## EXERCÍCIOS
a - Responda com base no texto sobre o logos grego:
(i) Que nomes, em ordem, recebeu a linguagem obscura que, segundo o texto, foi inventada?
(ii) Quais formas sensitivas de expressão da humanidade o texto cita?
(iii) Em que circunstâncias e séculos o texto situa o processo mitigado de niilismo e pessimismo?
b - Prossiga com o texto sobre o logos grego, começando logo depois da última frase mostrada.

## TRECHO DO DOCUMENTO
..............................

5. Se para os triunfalistas o advento do logos grego é o alvorecer de múltiplas conquistas no ocidente, esse mesmo ocidente avalia o caráter arrogante e prepotente disso hoje nos variados centros de excelência do saber, enquanto caminhou paralelo às grandes conquistas, ensejando também estragos de incalculáveis proporções. Até porque o grego das primeiras manifestações cognitivas, na ânsia de desconstruir, sobretudo o sagrado inocente do mito, instaura o império da razão como coisa autônoma em relação à vida chegando ao modo insuportável do cartesianismo. De modo que o ato cognitivo é uma coisa e a experiência é outra. Inventam uma linguagem obscura que primeiro chamam Filosofia e depois Ciência, a ponto de desqualificar tudo o mais fora dessa camisa de força. O resultado disso foram 20 séculos de relativas conquistas para seletos iluminados acoplados aos poderes desse mundo (com relativo efeito generalizante) e a submissão quase que total (sempre houve insurgência) do restante da humanidade e suas formas sensitivas de expressão: a Fé, a Arte, o Coração. Razão pela qual tudo o que não era racional, por muito tempo, foi tratado pejorativamente como sombra, cópia, senso comum, trivial, etc. O Pentecostalismo de certo modo é uma atitude não-conformista de vertente mística ante ao caráter exceptivamente materialista que a Ilustração quis dá ao mundo, cujas raízes remotas estão no cartesianismo. Esse processo mitigado de niilismo e pessimismo, nas circunstâncias européias dos séculos XVIII e XIX , enquanto resultado de muita cognição, quase leva essa parte do mundo à morbidez geral, por conta da extrema arrogância com que julgava o seu tempo, o movimento iluminista. E isso de certo modo, ainda hoje persiste diluído na insistência do cientista da pesquisa exibicionista e fora de controle ético; na concepção liberalista de mercado que torna a pessoa refém do consumismo desnecessário, e na cultura do banal (na arte, no esporte, nos meios de comunicação, etc.), onde num mundo supra secularizado o prazer está no cigarro, na cerveja, no sensualismo, no sucesso a qualquer custo, etc. Nesse tipo de ambiente de pouca finalidade, os seres humanos reagem de diversas maneiras porque a vaidade, o permissivo e o grotesco não são respostas confiáveis.

..............................

## DADOS FORNECIDOS
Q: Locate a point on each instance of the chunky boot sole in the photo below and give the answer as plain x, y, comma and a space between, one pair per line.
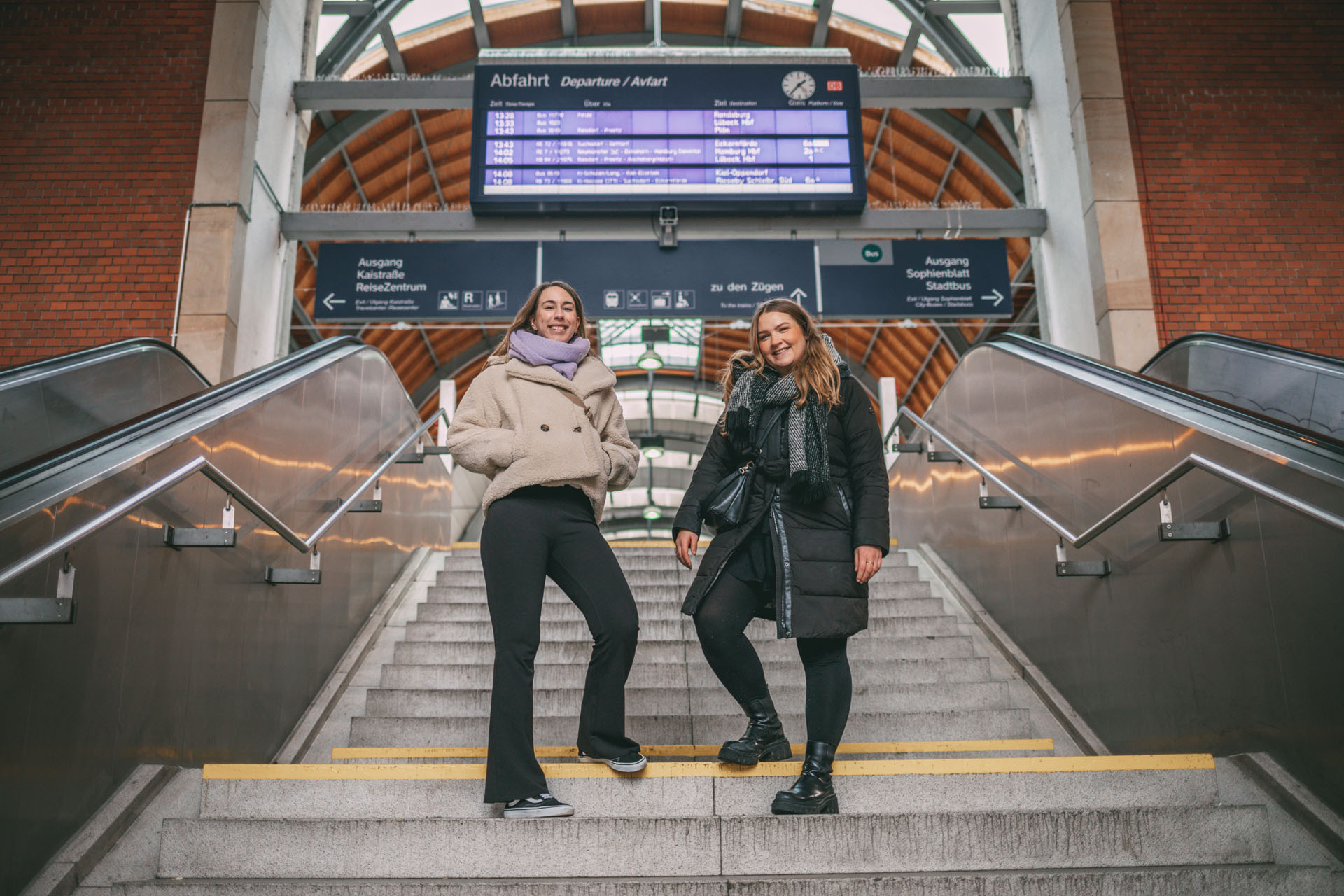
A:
773, 751
787, 804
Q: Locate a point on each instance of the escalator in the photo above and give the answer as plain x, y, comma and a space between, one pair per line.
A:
182, 567
1167, 554
54, 403
1281, 383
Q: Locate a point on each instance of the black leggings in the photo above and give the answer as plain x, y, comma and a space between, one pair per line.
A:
530, 535
720, 622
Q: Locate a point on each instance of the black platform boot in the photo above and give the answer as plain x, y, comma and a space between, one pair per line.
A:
812, 793
762, 741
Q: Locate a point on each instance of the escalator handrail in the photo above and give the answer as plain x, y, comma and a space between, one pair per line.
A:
1060, 360
1262, 425
174, 410
1308, 359
74, 360
1191, 461
233, 493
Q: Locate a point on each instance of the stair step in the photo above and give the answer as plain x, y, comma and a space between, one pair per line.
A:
680, 700
675, 796
1222, 880
695, 673
862, 648
680, 629
958, 724
656, 578
562, 610
585, 846
666, 561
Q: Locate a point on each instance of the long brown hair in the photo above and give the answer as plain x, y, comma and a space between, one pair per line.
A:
816, 372
528, 311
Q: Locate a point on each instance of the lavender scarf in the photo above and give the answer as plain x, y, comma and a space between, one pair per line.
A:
564, 358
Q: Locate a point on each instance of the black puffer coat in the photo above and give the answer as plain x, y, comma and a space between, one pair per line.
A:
818, 594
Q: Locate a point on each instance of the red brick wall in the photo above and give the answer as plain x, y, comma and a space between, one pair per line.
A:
101, 102
1236, 120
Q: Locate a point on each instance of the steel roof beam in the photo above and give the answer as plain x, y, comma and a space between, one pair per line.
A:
569, 20
958, 7
350, 41
398, 65
907, 51
960, 52
483, 35
819, 33
874, 223
733, 23
875, 92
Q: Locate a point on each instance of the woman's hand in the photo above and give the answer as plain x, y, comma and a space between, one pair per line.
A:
867, 561
687, 542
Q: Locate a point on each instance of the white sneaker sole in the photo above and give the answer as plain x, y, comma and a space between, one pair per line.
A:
620, 766
540, 812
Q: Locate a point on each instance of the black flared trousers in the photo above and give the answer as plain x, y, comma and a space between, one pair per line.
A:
530, 535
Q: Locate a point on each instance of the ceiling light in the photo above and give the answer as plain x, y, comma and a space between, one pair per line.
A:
651, 360
652, 447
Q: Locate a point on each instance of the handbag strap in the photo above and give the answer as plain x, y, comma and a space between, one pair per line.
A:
764, 433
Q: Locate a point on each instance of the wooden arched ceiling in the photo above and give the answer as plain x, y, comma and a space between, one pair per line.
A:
911, 164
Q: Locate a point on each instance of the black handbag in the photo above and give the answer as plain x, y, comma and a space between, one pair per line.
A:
726, 504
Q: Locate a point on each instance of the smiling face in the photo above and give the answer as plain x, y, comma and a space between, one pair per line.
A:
780, 340
556, 316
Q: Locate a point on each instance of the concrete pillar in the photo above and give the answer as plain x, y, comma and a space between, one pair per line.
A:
890, 406
1092, 266
238, 272
447, 402
1123, 298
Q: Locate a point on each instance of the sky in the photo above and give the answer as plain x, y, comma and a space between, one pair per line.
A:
984, 31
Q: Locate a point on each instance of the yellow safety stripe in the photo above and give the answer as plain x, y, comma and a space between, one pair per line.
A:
707, 750
464, 771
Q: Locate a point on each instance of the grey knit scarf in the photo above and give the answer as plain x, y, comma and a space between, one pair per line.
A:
806, 428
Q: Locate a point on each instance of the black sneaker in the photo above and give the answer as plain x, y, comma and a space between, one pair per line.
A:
539, 806
632, 761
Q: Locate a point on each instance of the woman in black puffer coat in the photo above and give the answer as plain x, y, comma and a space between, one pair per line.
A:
815, 531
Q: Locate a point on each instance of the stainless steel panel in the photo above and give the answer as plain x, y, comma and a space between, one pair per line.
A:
1226, 647
54, 403
188, 656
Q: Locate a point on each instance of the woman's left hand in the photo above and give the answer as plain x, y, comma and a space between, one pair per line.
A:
867, 561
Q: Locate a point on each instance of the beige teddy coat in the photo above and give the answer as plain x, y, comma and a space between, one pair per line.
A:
515, 428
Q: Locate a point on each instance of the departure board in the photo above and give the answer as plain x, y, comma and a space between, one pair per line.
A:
702, 137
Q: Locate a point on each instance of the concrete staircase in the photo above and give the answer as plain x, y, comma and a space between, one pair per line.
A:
958, 780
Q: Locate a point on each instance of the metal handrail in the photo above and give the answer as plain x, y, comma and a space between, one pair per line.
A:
1191, 463
234, 493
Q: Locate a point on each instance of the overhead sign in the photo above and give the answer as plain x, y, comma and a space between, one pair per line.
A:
916, 279
696, 280
632, 137
965, 279
424, 281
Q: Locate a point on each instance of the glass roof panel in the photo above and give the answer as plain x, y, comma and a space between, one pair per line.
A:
879, 14
417, 14
622, 343
988, 34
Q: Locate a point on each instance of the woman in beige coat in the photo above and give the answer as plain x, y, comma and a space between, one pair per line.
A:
543, 422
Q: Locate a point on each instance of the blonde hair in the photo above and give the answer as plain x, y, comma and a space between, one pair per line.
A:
816, 372
528, 311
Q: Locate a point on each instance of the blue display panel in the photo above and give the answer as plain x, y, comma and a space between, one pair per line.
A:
702, 137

..............................

## RESPOSTAS DOS EXERCÍCIOS
a -
(i) Primeiro Filosofia e depois Ciência.
(ii) A Fé, a Arte e o Coração.
(iii) Nas circunstâncias europeias dos séculos XVIII e XIX.

b -
6. Acontece que esse passado de imiscuidade entre fé e logos não deixa de ser relevante porque cumpriu um papel importante na descoberta de instrumentos que ajudam no estudo da Bíblia e para fazer mesmo a memória da comunhão dos santos e continuar interferindo com sabedoria na transformação desse mundo. O problema não é o passado. Ele é honroso. Aí de mim se não fosse o passado. O problema é se sentir órfão desse passado e continuar agindo (e produzindo) na mentalidade dele, como se fosse insuperável, sem sentir o apelo desse tempo. Um tempo das sensações, do subjetivismo e da paixão espiritual, pelo menos para os latino-americanos. Como também um tempo de novos padrões da psiquê e do caráter coletivo secular e porque não dizer de outro tipo de cristianismo: mais popular e menos erudito; mais espontâneo e menos solene; mais missionário e menos de cátedra, resultante da relação fecunda entre os modelos niceno-constantinoplano, reformado e renovado.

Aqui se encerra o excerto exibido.